* **REQUIREMENT**
Can you arrange every line of the entries below as a numbered list, leaving out blank lines and the pictures?

Dataset excerpt
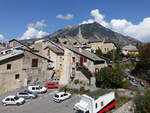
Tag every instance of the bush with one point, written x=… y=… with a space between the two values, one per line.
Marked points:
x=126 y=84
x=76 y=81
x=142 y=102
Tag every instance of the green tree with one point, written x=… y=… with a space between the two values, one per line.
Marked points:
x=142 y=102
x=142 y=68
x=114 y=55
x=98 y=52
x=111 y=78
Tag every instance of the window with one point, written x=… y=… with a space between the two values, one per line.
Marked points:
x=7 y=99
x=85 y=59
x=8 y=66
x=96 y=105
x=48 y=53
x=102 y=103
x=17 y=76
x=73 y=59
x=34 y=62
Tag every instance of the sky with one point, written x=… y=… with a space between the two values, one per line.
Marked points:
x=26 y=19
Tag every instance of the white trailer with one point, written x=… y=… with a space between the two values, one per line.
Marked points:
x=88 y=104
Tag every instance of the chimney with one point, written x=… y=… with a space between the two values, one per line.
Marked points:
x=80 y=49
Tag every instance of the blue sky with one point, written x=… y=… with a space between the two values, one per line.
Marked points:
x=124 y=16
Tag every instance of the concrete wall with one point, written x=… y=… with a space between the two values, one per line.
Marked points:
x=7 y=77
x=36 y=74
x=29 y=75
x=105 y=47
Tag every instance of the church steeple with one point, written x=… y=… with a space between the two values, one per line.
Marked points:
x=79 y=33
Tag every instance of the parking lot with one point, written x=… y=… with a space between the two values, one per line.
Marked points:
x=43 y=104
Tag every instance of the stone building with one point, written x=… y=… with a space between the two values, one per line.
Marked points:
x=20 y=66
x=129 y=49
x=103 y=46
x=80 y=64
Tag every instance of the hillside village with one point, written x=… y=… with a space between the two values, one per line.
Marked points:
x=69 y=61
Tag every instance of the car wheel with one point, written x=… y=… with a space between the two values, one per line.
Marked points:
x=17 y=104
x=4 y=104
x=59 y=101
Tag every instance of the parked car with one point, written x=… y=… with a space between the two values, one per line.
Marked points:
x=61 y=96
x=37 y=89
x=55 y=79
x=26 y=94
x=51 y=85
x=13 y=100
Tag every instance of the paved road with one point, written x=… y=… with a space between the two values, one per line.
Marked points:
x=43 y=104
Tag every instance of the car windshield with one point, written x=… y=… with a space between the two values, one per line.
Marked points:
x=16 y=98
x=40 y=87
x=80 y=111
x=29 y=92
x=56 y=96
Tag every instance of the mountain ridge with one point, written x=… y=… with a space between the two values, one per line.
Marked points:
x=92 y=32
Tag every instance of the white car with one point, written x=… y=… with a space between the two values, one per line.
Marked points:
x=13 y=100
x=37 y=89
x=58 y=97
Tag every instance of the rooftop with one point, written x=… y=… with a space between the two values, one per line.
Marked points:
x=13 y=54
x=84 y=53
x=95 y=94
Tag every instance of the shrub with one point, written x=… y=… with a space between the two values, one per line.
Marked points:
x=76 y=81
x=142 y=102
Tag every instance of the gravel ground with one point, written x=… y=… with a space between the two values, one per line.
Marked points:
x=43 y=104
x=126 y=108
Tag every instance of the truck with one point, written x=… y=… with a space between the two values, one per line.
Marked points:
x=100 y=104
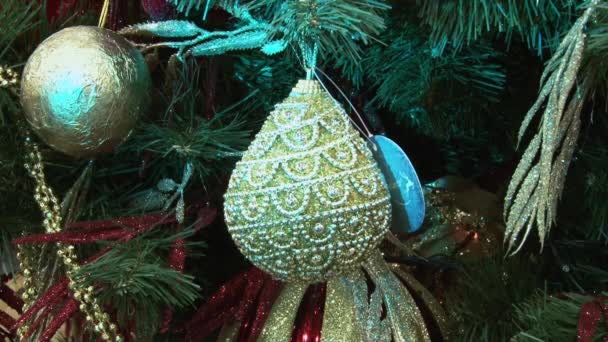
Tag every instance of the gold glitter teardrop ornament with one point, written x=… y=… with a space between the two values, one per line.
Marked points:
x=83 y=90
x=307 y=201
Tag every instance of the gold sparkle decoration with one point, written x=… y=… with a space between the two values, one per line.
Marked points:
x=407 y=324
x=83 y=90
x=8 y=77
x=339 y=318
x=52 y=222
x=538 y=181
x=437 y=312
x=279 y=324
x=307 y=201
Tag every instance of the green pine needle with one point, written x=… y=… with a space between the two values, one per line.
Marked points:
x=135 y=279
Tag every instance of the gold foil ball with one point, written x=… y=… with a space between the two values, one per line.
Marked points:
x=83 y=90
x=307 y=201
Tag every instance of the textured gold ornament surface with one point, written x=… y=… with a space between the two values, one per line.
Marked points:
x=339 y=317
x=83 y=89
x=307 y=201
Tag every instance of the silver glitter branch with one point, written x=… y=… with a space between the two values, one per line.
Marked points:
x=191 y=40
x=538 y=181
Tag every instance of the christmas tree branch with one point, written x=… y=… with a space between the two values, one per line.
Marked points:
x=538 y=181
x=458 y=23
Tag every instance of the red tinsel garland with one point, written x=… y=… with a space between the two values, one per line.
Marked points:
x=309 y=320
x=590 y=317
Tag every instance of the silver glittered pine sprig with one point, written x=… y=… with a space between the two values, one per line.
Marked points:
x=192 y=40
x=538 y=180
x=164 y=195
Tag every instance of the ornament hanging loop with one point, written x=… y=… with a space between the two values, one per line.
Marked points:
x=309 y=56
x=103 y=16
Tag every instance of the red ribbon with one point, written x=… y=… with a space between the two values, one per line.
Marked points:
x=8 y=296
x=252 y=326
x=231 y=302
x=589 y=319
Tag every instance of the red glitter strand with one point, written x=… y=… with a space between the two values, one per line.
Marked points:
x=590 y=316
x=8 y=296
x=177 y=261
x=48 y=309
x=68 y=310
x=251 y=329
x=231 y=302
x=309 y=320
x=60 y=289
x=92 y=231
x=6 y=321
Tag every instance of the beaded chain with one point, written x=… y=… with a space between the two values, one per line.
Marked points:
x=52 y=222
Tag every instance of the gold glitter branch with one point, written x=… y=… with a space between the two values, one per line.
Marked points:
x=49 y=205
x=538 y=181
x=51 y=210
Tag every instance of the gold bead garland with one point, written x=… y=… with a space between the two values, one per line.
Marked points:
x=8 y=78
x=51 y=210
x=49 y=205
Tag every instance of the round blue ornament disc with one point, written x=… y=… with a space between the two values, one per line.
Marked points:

* **WRITTEN ANSWER**
1. Tag every instance of the bush with one point, written x=… y=… with a space between the two values, one per line.
2. Marked points:
3. x=126 y=84
4. x=76 y=81
5. x=142 y=102
6. Tag every instance of the green tree with one point, written x=… y=… with a space between the two values, one per line.
7. Marked points:
8. x=142 y=102
9. x=142 y=68
10. x=114 y=55
11. x=98 y=52
12. x=111 y=78
13. Tag every instance of the window with one point, written x=… y=… with a space between the two values, one per line.
14. Marked points:
15. x=7 y=99
16. x=85 y=59
17. x=8 y=66
18. x=96 y=105
19. x=48 y=53
20. x=102 y=103
21. x=17 y=76
22. x=73 y=59
23. x=34 y=62
24. Tag every instance of the sky with one point, written x=… y=… with a space between the two values, one per line.
25. Marked points:
26. x=26 y=19
27. Tag every instance of the white trailer with one point, written x=… y=… with a space between the two values, one per line.
28. Marked points:
29. x=88 y=104
30. Tag every instance of the chimney with one point, written x=… y=… with a space between the two values, one per line.
31. Marked points:
32. x=80 y=49
33. Tag every instance of the blue sky with one point, written x=… y=… with a space between the two values, one per line.
34. Marked points:
35. x=124 y=16
36. Tag every instance of the concrete wall with one point, written x=… y=… with a space between the two values, one per line.
37. Marked points:
38. x=7 y=77
39. x=36 y=74
40. x=29 y=75
41. x=105 y=47
42. Tag every instance of the church steeple with one point, written x=… y=… with a space between the two values, one per line.
43. Marked points:
44. x=79 y=33
45. Tag every instance of the parking lot with one point, written x=… y=… with a space between the two values, one per line.
46. Marked points:
47. x=43 y=104
48. Tag every instance of the stone building with one point, written x=… y=… with a space between the two values, one per line.
49. Marked points:
50. x=20 y=66
51. x=129 y=49
52. x=103 y=46
53. x=80 y=64
54. Tag every instance of the hillside village with one point, written x=… y=… with a space between the two values, one per line.
55. Marked points:
56. x=69 y=61
57. Tag every instance of the car wheel with one point, written x=… y=… with a space between the two values, one per line.
58. Marked points:
59. x=17 y=104
60. x=4 y=104
61. x=59 y=101
62. Tag every instance of the parked car with one point, written x=… y=… with a space between the two values, one per line.
63. Marked points:
64. x=61 y=96
65. x=37 y=89
66. x=55 y=79
67. x=26 y=94
68. x=51 y=85
69. x=13 y=100
70. Tag every instance of the paved road with one point, written x=… y=… with a space between the two values, one per line.
71. Marked points:
72. x=43 y=104
73. Tag every instance of the car windshield with one point, written x=… y=… with a space between the two values, one per line.
74. Marked points:
75. x=16 y=98
76. x=40 y=87
77. x=80 y=111
78. x=29 y=92
79. x=56 y=96
80. Tag every instance of the mountain ridge with one point, written x=… y=… with a space between the two values, one per line.
81. Marked points:
82. x=92 y=32
83. Tag every instance of the white car with one point, written x=… y=… with a space between the two values, one per line.
84. Marked points:
85. x=13 y=100
86. x=37 y=89
87. x=58 y=97
88. Tag every instance of the rooftop with one point, written x=… y=… with a space between the two values, one per line.
89. Marked points:
90. x=13 y=54
91. x=84 y=53
92. x=95 y=94
93. Tag every instance of the shrub with one point, written x=… y=… with a space between the two values, one per line.
94. Marked points:
95. x=76 y=81
96. x=142 y=102
97. Tag every instance of the gravel ground with one point, written x=… y=… with a space between the two values, one per line.
98. Marked points:
99. x=43 y=104
100. x=126 y=108
101. Tag every instance of the truck with one point, written x=… y=… with a space between the two values, one per line.
102. Marked points:
103. x=100 y=104
104. Tag every instance of the gold glitter teardrop ornament with one point, written x=… y=… with a space between the two values, one per line.
105. Marked points:
106. x=83 y=90
107. x=307 y=201
108. Tag every instance of the gold sparkle decoration with one point, written x=… y=… with a space between the two values, one per line.
109. Marked points:
110. x=407 y=324
111. x=83 y=90
112. x=8 y=77
113. x=339 y=318
114. x=52 y=222
115. x=538 y=181
116. x=437 y=312
117. x=279 y=324
118. x=307 y=201
119. Tag every instance of the green pine needle with one point, written x=… y=… with a space between the two values, one per line.
120. Marked points:
121. x=135 y=279
122. Tag every instance of the gold foil ball with one point, written x=… y=… with a space between the two values, one per line.
123. Marked points:
124. x=83 y=90
125. x=307 y=201
126. Tag every instance of the textured gold ornament surface with one point, written x=… y=… with a space between the two values, one per line.
127. Marked points:
128. x=339 y=317
129. x=83 y=89
130. x=307 y=201
131. Tag every instance of the silver glitter branch with one point, written x=… y=… with a space between the two values, one per line.
132. Marked points:
133. x=191 y=40
134. x=538 y=181
135. Tag every instance of the christmas tree branch with one point, written x=… y=… with a space between the two values, one per line.
136. Marked points:
137. x=538 y=181
138. x=458 y=23
139. Tag every instance of the red tinsel garland with one point, written x=… y=… with a space between the two values, one per line.
140. Marked points:
141. x=309 y=320
142. x=590 y=317
143. Tag every instance of the silver glittered pine sprig with one point, written x=… y=… with a space between the two values, one per line.
144. Marked points:
145. x=192 y=40
146. x=538 y=180
147. x=164 y=195
148. Tag every instance of the ornament hanging loop with one point, written x=… y=… with a space between the two values, one per line.
149. Marked points:
150. x=309 y=56
151. x=103 y=16
152. Tag every instance of the red ribbon with one point, written x=… y=… with a space between the two values, one per line.
153. Marked points:
154. x=8 y=296
155. x=252 y=326
156. x=231 y=302
157. x=589 y=319
158. Tag every instance of the red glitter strand with one point, written x=… y=… with a space between the two values, one per line.
159. Marked points:
160. x=590 y=316
161. x=8 y=296
162. x=177 y=261
163. x=48 y=309
164. x=68 y=310
165. x=251 y=329
166. x=231 y=302
167. x=309 y=320
168. x=60 y=289
169. x=92 y=231
170. x=6 y=321
171. Tag every instance of the beaded chain with one point, written x=… y=… with a space between the two values, one per line.
172. Marked points:
173. x=52 y=222
174. Tag every instance of the gold glitter branch with one point, written x=… y=… with a space between the two values, one per line.
175. Marked points:
176. x=49 y=205
177. x=538 y=181
178. x=51 y=210
179. Tag every instance of the gold bead garland with one point, written x=… y=… with a space between the two values, one per line.
180. Marked points:
181. x=8 y=78
182. x=51 y=210
183. x=49 y=205
184. Tag every instance of the round blue ornament disc with one point, written x=… y=… with a space between the two values, one per line.
185. Marked points:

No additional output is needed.